## Work required
Please transcribe the data exactly as shown, skipping the images.

______________________________

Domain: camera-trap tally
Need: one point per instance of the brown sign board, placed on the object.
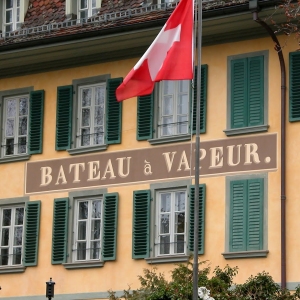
(170, 161)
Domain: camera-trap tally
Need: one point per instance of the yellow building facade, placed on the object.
(92, 243)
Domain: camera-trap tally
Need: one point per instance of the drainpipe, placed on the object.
(254, 7)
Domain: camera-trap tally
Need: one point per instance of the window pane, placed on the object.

______________________________

## Response box
Domain: camera-trap tally
Need: one point per instance of the brown sign board, placed on the object.
(170, 161)
Domain: camera-trap tally
Need: one point per instance of the yellow building facade, placed on the object.
(92, 243)
Domain: camera-trap tally
Need: one point per instance of the drainpipe, placed on the object.
(254, 7)
Domain: camera-trap tally
Need: one point per instance of the window pane, placed on the object.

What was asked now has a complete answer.